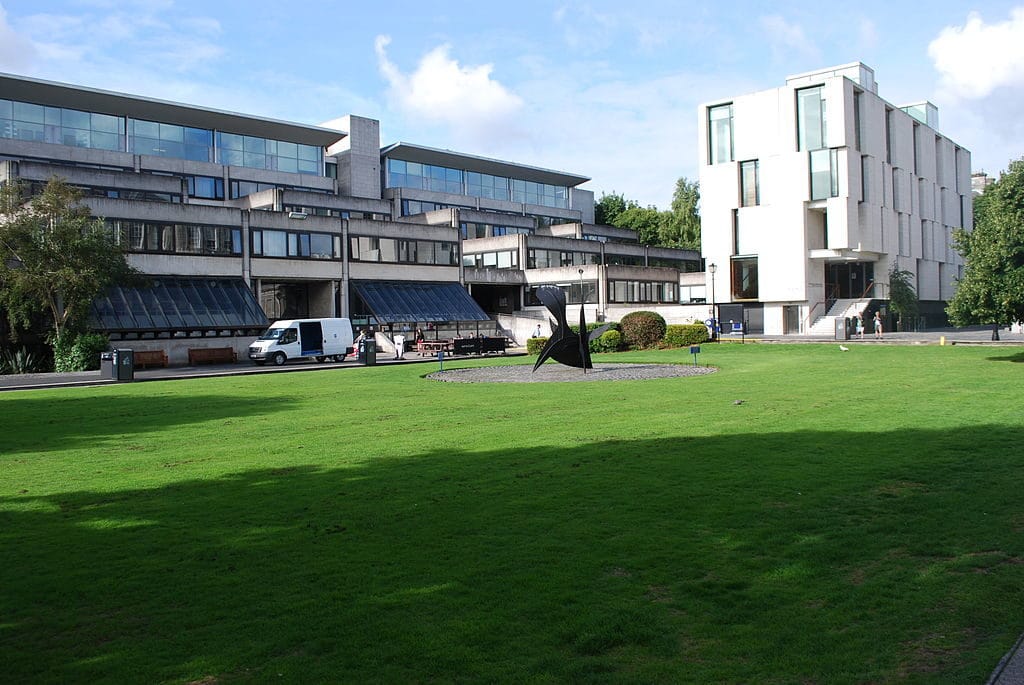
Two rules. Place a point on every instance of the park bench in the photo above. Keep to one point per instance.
(150, 357)
(211, 355)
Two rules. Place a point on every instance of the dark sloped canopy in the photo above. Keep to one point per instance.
(397, 301)
(178, 305)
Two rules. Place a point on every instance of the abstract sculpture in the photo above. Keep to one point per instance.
(564, 346)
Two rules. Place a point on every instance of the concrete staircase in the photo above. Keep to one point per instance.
(825, 325)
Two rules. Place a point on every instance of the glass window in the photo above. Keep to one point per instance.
(274, 244)
(744, 279)
(824, 174)
(750, 189)
(720, 133)
(810, 119)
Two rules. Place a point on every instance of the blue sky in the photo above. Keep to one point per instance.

========

WHAT THE EXERCISE ASKS: Retype the listing above word for word, leaving out the pictures.

RESULT OF THIS EXERCISE:
Two rules. Place a point on every instance of the park bench in the photo above. Keep to one point per instance.
(150, 357)
(211, 355)
Two rules. Place a point on every instance of the dark sloped canopy in the photo above. Keep to one point per instance.
(397, 301)
(178, 305)
Two rules. Place a point on every instance of the abstract sculpture in the photo above. Keep to one point per instance.
(564, 346)
Two rules. Place a point on every instance of the concrete staircase in the photo above. Keep to one point per instance.
(825, 325)
Two rules. Place a point on every instance of the glass window in the photo above. Keep to one point per instance.
(274, 244)
(744, 279)
(824, 174)
(750, 189)
(720, 133)
(810, 119)
Two rules. Place a point on every instance of the blue sky in the photo above. Keep to one point per instance.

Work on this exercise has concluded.